• What you have to do
Look for "Target | metallic cap toe heel" in the entries below. Write out that line and all later lines exactly, ending with the final one.

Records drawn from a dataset
________________
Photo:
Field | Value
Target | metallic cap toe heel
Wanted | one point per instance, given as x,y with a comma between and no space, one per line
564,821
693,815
________________
• Solution below
Target | metallic cap toe heel
Wanted | one point per instance, given as x,y with a comma between and no space, one per line
564,821
693,815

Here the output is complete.